Task requirements:
1. Return each line of the records that contains the string "Give".
2. Write the next part of the interview with the artist Käthe Kruse, beginning after its final line.

Provided passage:
● ● ● ● ● ● ●
Danielle De Picciotto & Friends – Käthe Kruse

Käthe Kruse: “Half-hearted work is worth nothing”

Käthe Kruse – Die Tödliche Doris in „The Kitchen“, New York 1984, Foto: Doll Mohead


When I first heard of Käthe Kruse it was 1986. At that time she was already a Berlin icon. Everyone who was interested in experimental music knew her. In Cologne, where I was working in a record store back then, you knew about her dreadlock hairstyle and the fact that she was the drummer of the band “Die Tödliche Doris”. The photographs of her fascinated me because they radiated an enormous power. Because of these photos I listened to the tapes of Die Tödliche Doris and found out about the band founded by Wolfgang Müller and Nikolaus Utermöhlen.

The mixture of art and music suited my taste and I was very enthusiastic about the Dadaistic approach. Although I moved to Berlin shortly afterwards and her presence was omnipresent, I only met Käthe Kruse much later when she was already successful as an interdisciplinary artist. We made friends on an evening when I performed with Gudrun Gut and since then we see each other as often as possible. I always look forward to visiting her in the studio or her next exhibition. Whether photographs, pictures or objects: her work is clear, precise and yet multi-layered. Her objects bring the unconscious, paired with unusual connections and surprising changes in perspective, to the light. Käthe goes into depth with tremendous honesty and dedication and thus touches her audience to the core.

She is currently exhibiting her latest body of work in two Berlin galleries at the same time. With the title “I see”, Galerie Nord presents 80 canvas pictures that run through all rooms. In the Zwinger Gallery, the archive of the collected headings of the pictures is presented with the title “366 Days”. The entire body of work is impressive in its conception and elaboration and consists of language, image and sound. The result of stringing specific words together has an astonishing, unforgettable result. I am very happy to introduce Käthe Kruse here.

Käthe Kruse (Photo: Enrico Böttcher)

Danielle De Picciotto: You have two large exhibitions in Berlin that are running at the same time. What is the exhibition about?
● ● ● ● ● ● ●
Data items:
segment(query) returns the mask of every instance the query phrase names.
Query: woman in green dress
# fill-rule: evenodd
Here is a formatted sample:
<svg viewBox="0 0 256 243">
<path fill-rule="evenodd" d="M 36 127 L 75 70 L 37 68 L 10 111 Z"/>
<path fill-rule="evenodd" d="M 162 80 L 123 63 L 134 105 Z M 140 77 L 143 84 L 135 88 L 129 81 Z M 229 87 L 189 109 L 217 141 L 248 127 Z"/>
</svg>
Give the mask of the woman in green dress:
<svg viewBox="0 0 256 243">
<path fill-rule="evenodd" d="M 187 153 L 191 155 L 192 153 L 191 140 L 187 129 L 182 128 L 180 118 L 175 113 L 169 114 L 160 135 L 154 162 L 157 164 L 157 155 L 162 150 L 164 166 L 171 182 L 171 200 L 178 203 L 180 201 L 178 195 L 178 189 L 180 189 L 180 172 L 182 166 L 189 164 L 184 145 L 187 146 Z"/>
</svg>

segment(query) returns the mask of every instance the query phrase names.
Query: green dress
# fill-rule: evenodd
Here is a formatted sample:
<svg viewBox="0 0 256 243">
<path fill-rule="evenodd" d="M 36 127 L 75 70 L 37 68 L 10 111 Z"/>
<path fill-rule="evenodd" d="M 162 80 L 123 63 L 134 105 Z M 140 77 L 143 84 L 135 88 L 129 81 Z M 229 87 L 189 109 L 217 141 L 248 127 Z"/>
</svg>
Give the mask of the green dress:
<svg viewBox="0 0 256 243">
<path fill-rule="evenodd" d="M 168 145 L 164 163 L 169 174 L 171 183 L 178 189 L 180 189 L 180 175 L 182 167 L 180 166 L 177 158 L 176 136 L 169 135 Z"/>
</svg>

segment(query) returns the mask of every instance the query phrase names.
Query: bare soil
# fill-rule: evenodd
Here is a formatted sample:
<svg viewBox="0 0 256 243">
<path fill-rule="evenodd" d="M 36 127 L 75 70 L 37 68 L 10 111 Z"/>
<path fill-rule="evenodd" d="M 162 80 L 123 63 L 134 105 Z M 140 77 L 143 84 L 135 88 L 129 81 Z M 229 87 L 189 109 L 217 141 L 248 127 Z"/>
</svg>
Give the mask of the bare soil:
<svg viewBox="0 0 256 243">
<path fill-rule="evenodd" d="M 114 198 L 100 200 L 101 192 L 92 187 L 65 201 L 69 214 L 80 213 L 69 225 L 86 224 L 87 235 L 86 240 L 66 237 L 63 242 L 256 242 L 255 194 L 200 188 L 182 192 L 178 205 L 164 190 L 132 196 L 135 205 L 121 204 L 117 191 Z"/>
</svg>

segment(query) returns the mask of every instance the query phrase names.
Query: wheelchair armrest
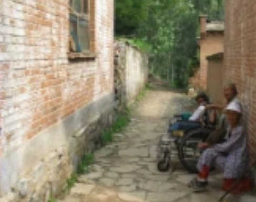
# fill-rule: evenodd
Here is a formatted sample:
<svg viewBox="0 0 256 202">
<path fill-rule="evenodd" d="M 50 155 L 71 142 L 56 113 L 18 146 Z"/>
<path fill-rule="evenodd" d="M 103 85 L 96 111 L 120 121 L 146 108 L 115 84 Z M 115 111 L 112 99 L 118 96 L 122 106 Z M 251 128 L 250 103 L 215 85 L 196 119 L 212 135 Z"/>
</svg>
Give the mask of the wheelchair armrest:
<svg viewBox="0 0 256 202">
<path fill-rule="evenodd" d="M 174 114 L 173 117 L 176 118 L 182 118 L 182 114 Z"/>
</svg>

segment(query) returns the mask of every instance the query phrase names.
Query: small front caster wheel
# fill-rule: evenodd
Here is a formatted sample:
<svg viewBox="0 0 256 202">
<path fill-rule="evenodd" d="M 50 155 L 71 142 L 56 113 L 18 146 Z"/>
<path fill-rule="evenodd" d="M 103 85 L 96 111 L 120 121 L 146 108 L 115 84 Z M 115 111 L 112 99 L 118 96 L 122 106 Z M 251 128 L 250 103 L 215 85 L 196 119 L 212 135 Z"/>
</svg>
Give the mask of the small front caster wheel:
<svg viewBox="0 0 256 202">
<path fill-rule="evenodd" d="M 157 164 L 157 168 L 161 172 L 167 172 L 170 169 L 170 160 L 165 159 L 159 161 Z"/>
</svg>

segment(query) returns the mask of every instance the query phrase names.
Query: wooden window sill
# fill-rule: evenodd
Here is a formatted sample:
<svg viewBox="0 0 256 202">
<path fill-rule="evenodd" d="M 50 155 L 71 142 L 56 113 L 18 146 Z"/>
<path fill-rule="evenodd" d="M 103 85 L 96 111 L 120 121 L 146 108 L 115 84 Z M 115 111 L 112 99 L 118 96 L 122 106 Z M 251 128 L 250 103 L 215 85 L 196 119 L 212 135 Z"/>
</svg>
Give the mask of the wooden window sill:
<svg viewBox="0 0 256 202">
<path fill-rule="evenodd" d="M 93 59 L 96 57 L 96 54 L 94 52 L 69 52 L 68 54 L 68 57 L 69 60 L 75 60 L 77 59 Z"/>
</svg>

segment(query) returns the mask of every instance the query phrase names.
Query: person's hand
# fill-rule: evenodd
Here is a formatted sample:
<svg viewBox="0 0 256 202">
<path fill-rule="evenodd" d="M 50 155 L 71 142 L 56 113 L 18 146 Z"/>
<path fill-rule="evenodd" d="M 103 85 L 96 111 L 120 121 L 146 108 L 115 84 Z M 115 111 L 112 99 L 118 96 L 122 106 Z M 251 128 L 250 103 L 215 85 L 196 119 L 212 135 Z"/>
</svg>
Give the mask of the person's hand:
<svg viewBox="0 0 256 202">
<path fill-rule="evenodd" d="M 205 149 L 209 146 L 210 144 L 207 142 L 200 142 L 198 144 L 198 147 L 201 149 Z"/>
<path fill-rule="evenodd" d="M 206 109 L 216 109 L 216 105 L 215 104 L 207 104 L 206 105 Z"/>
</svg>

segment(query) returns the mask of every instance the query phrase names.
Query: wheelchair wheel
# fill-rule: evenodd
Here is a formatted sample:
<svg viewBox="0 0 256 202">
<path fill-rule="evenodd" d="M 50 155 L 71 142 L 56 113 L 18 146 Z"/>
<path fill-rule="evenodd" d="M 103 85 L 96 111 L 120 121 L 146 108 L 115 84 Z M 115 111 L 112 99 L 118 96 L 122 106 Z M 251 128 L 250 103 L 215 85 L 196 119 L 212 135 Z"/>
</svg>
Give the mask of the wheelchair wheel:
● ● ● ● ● ● ●
Answers:
1.
Give the mask of the woman in green dress:
Give the mask of the green dress:
Give the mask of the bare soil:
Give the mask of the wheelchair armrest:
Give the mask of the small front caster wheel:
Give the mask of the wooden window sill:
Give the mask of the person's hand:
Give the mask of the wheelchair wheel:

2.
Käthe Kruse: Yes it is, a double exhibition. For the two bodies of works “I see” (Galerie Nord / Kunstverein Tiergarten) and “366 days” (Zwinger Galerie), I collected 25 headings a day from a German-language daily newspaper such as Taz, Tagesspiegel or Süddeutsche Zeitung for almost two years. I made no distinction between the areas of society, politics, economy, ecology, sport and culture. When choosing the headlines, I relied entirely on my own artistic and political sensitivity. Stored in a calendar, I collected a contingent of sentences and nouns – a subjective archive of the most recent contemporary history in the most concise form – which does not follow a fixed system of content, but which creates an extremely unsettling social image within the artistic transformation. Printed on individual A4 photo boards, I arranged the 366 days strictly in chronological order and designed them into an image complex that, now framed, is exhibited as a frieze in the Zwinger Gallery. In the second step of the work, I extracted all nouns from the headings, drew and painted them alphabetically word for word over four years and put them together on canvases using a thin brush. 80 black and white, encyclopaedic word images were created with a total of 3927 nouns: from “fear of descent” to a “record of immigration”. The tableau with the initial letter X contains only one word: xenophobia – the rest is white image space. The dangerous power of the unreflected use of language reads almost casually in the isolation and in the monotonous, staccato-like and consequent juxtaposition of sentences and nouns as well as in the reduced spatial staging. Removing syntactic relationships and semantic dependencies between words opens up irritating new levels of meaning. The word images are also presented in the gallery Nord / Kunstverein Tiergarten as a frieze that extends over 60 meters through all rooms.

Farbstreifeninstallation, Kunstverein, Kunsthalle Bremerhaven, Foto: Heike Ollertz, 2000

You are an interdisciplinary artist – what does it mean to work interdisciplinary?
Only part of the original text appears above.